= Work instruction =
Range to output from the entries below: the line containing "Task: pick out one point for each instance of the man's" through the line containing "Write each point like x=65, y=379.". Set it down exactly, ends included, nothing else.

= Exercise materials =
*** Block opens ***

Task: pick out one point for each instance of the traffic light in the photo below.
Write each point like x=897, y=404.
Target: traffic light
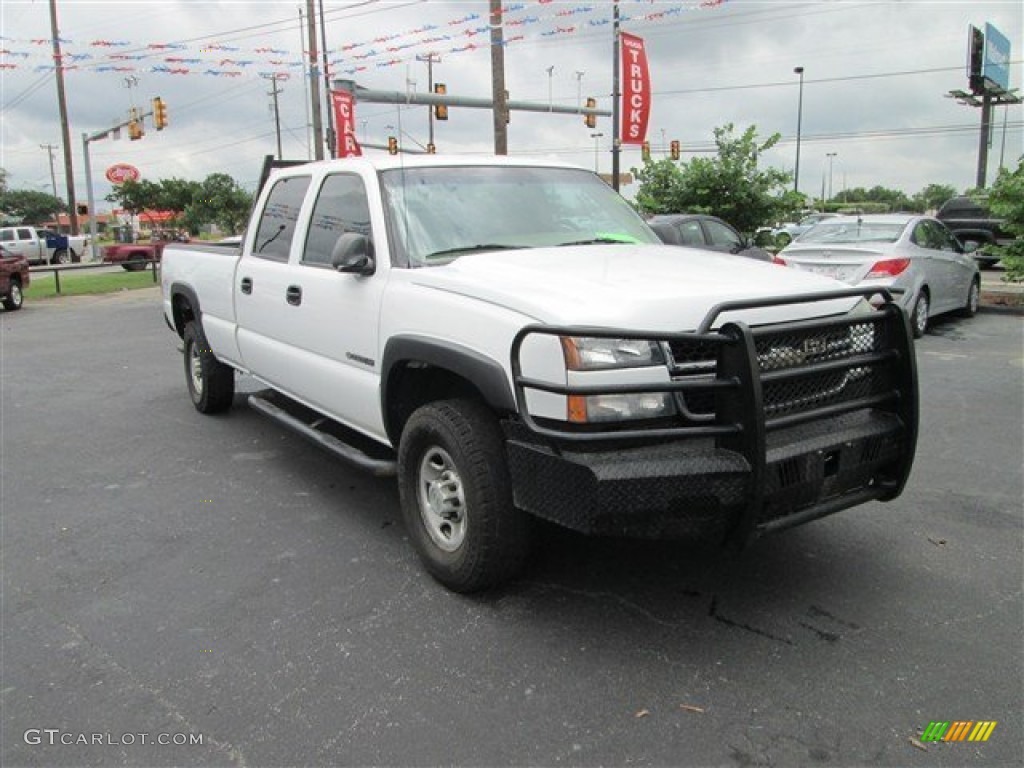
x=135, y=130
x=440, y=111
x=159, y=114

*** Block closes ***
*** Block opens ***

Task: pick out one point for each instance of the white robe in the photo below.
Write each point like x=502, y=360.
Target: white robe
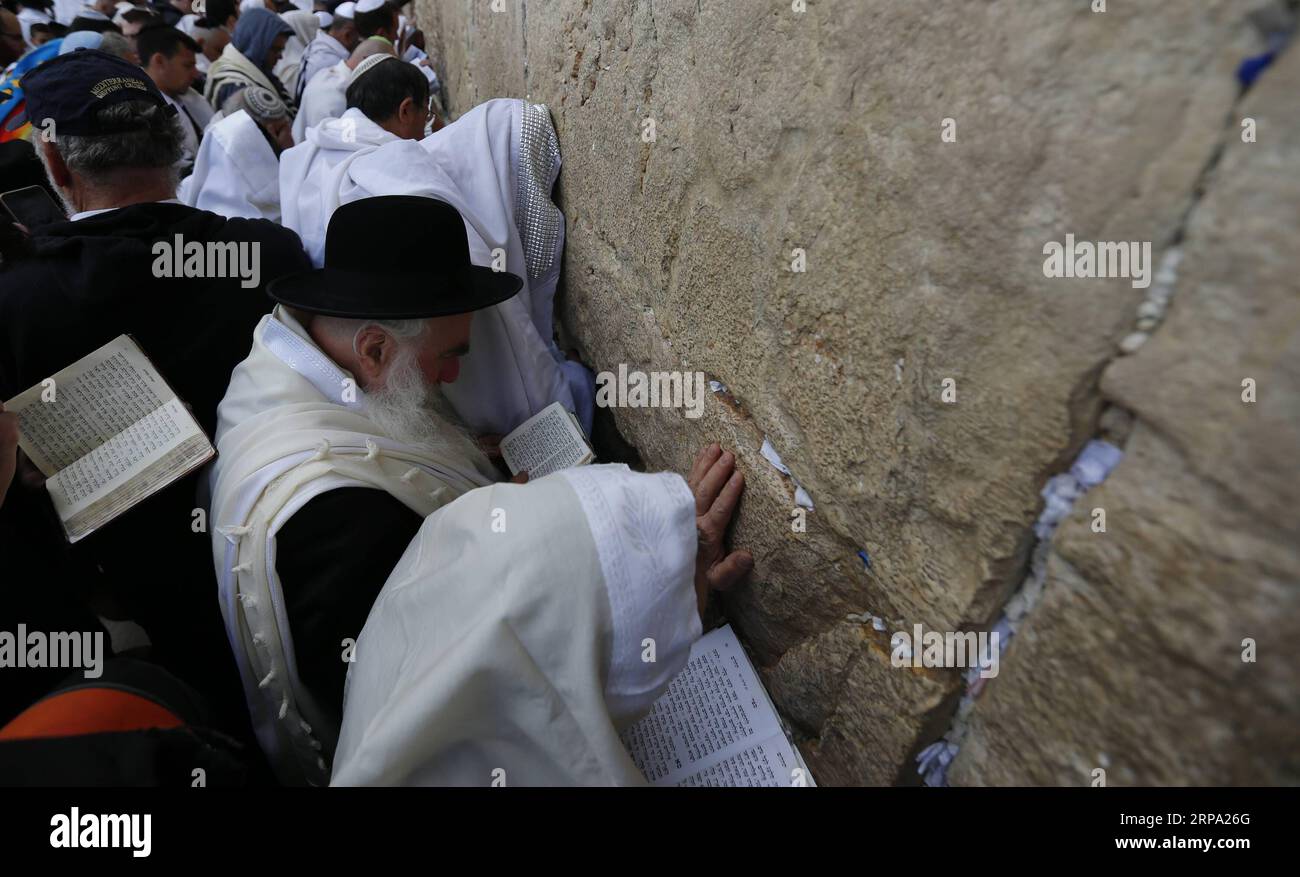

*** Block closes ***
*** Block opens ***

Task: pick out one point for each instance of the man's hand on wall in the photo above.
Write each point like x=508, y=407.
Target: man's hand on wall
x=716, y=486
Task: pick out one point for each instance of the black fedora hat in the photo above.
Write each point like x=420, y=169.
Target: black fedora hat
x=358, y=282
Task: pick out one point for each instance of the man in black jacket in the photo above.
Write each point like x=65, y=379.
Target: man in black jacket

*** Block closes ***

= Your solution =
Task: pick out one point for each instance of the man's hand on wall in the photo above.
Write each point like x=508, y=407.
Target: man's hand on wall
x=716, y=486
Task: pick out one point for each instance of the black fedora hat in the photo above.
Write each point like x=420, y=169.
Target: black fedora hat
x=358, y=282
Task: pick out one point for each instance of the man in black jacket in the photo above.
Write each point like x=65, y=379.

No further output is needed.